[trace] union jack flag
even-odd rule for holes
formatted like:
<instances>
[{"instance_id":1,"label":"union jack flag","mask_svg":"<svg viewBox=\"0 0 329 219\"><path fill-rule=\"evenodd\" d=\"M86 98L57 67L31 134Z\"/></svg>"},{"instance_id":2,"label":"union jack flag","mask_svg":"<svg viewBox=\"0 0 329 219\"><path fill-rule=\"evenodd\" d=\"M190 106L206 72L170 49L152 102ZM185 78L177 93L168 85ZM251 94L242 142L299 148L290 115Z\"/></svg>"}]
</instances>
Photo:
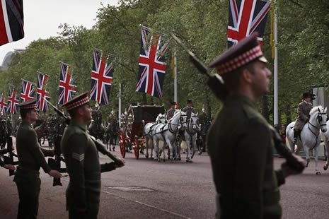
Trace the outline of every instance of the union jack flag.
<instances>
[{"instance_id":1,"label":"union jack flag","mask_svg":"<svg viewBox=\"0 0 329 219\"><path fill-rule=\"evenodd\" d=\"M61 62L58 104L64 104L72 99L73 93L76 91L76 86L71 84L72 82L71 69L72 68L69 65Z\"/></svg>"},{"instance_id":2,"label":"union jack flag","mask_svg":"<svg viewBox=\"0 0 329 219\"><path fill-rule=\"evenodd\" d=\"M21 102L25 102L34 99L35 90L32 82L22 79L22 93L21 93Z\"/></svg>"},{"instance_id":3,"label":"union jack flag","mask_svg":"<svg viewBox=\"0 0 329 219\"><path fill-rule=\"evenodd\" d=\"M167 50L169 40L161 45L161 37L151 37L149 31L142 27L141 52L139 54L138 81L136 92L146 93L151 96L162 99L162 85L166 65L163 53Z\"/></svg>"},{"instance_id":4,"label":"union jack flag","mask_svg":"<svg viewBox=\"0 0 329 219\"><path fill-rule=\"evenodd\" d=\"M43 112L48 111L48 103L47 100L50 100L50 96L45 88L45 84L48 80L48 76L42 75L40 73L37 73L37 108Z\"/></svg>"},{"instance_id":5,"label":"union jack flag","mask_svg":"<svg viewBox=\"0 0 329 219\"><path fill-rule=\"evenodd\" d=\"M4 115L6 115L6 112L7 112L7 104L5 101L4 93L0 93L0 112L2 112Z\"/></svg>"},{"instance_id":6,"label":"union jack flag","mask_svg":"<svg viewBox=\"0 0 329 219\"><path fill-rule=\"evenodd\" d=\"M17 105L19 100L16 99L16 88L14 85L9 85L9 92L8 96L7 112L12 114L17 113Z\"/></svg>"},{"instance_id":7,"label":"union jack flag","mask_svg":"<svg viewBox=\"0 0 329 219\"><path fill-rule=\"evenodd\" d=\"M0 1L0 45L24 37L23 0Z\"/></svg>"},{"instance_id":8,"label":"union jack flag","mask_svg":"<svg viewBox=\"0 0 329 219\"><path fill-rule=\"evenodd\" d=\"M264 0L230 0L229 3L228 47L231 47L255 31L259 32L258 40L262 44L271 2Z\"/></svg>"},{"instance_id":9,"label":"union jack flag","mask_svg":"<svg viewBox=\"0 0 329 219\"><path fill-rule=\"evenodd\" d=\"M106 106L108 105L108 96L114 73L112 63L108 64L108 55L103 54L100 50L93 52L91 100Z\"/></svg>"}]
</instances>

------------------------------

▶ [Exercise prompt]: Rewrite the items above with "even-odd rule for holes" changed to "holes cut with the even-odd rule" and everything else left as it is, leaving out the pictures.

▶ [Right answer]:
[trace] union jack flag
holes cut with the even-odd rule
formatted like:
<instances>
[{"instance_id":1,"label":"union jack flag","mask_svg":"<svg viewBox=\"0 0 329 219\"><path fill-rule=\"evenodd\" d=\"M86 98L57 67L31 134Z\"/></svg>"},{"instance_id":2,"label":"union jack flag","mask_svg":"<svg viewBox=\"0 0 329 219\"><path fill-rule=\"evenodd\" d=\"M190 106L206 72L170 49L152 102ZM185 78L177 93L168 85ZM251 94L242 142L299 148L290 115Z\"/></svg>"}]
</instances>
Photo:
Trace the outline of every instance of the union jack flag.
<instances>
[{"instance_id":1,"label":"union jack flag","mask_svg":"<svg viewBox=\"0 0 329 219\"><path fill-rule=\"evenodd\" d=\"M61 62L58 104L64 104L72 99L73 93L76 91L76 86L71 84L72 82L71 69L72 68L69 65Z\"/></svg>"},{"instance_id":2,"label":"union jack flag","mask_svg":"<svg viewBox=\"0 0 329 219\"><path fill-rule=\"evenodd\" d=\"M21 102L25 102L34 99L35 90L32 82L22 79L22 93L21 93Z\"/></svg>"},{"instance_id":3,"label":"union jack flag","mask_svg":"<svg viewBox=\"0 0 329 219\"><path fill-rule=\"evenodd\" d=\"M167 50L169 40L161 45L161 37L151 37L149 31L142 27L141 52L139 54L138 81L136 92L146 93L151 96L162 99L162 85L166 65L163 53Z\"/></svg>"},{"instance_id":4,"label":"union jack flag","mask_svg":"<svg viewBox=\"0 0 329 219\"><path fill-rule=\"evenodd\" d=\"M43 112L48 111L48 103L47 100L50 100L50 96L45 88L45 84L48 80L48 76L42 75L40 73L37 73L37 108Z\"/></svg>"},{"instance_id":5,"label":"union jack flag","mask_svg":"<svg viewBox=\"0 0 329 219\"><path fill-rule=\"evenodd\" d=\"M4 115L6 115L6 112L7 112L7 104L5 101L4 93L0 93L0 112L2 112Z\"/></svg>"},{"instance_id":6,"label":"union jack flag","mask_svg":"<svg viewBox=\"0 0 329 219\"><path fill-rule=\"evenodd\" d=\"M17 105L19 100L16 99L16 88L14 85L9 85L9 92L8 96L7 112L12 114L17 113Z\"/></svg>"},{"instance_id":7,"label":"union jack flag","mask_svg":"<svg viewBox=\"0 0 329 219\"><path fill-rule=\"evenodd\" d=\"M0 1L0 45L24 37L23 0Z\"/></svg>"},{"instance_id":8,"label":"union jack flag","mask_svg":"<svg viewBox=\"0 0 329 219\"><path fill-rule=\"evenodd\" d=\"M264 0L230 0L229 3L228 47L231 47L255 31L259 32L258 40L262 44L271 2Z\"/></svg>"},{"instance_id":9,"label":"union jack flag","mask_svg":"<svg viewBox=\"0 0 329 219\"><path fill-rule=\"evenodd\" d=\"M106 106L108 105L108 96L114 73L112 63L108 64L108 55L103 54L100 50L93 52L91 100Z\"/></svg>"}]
</instances>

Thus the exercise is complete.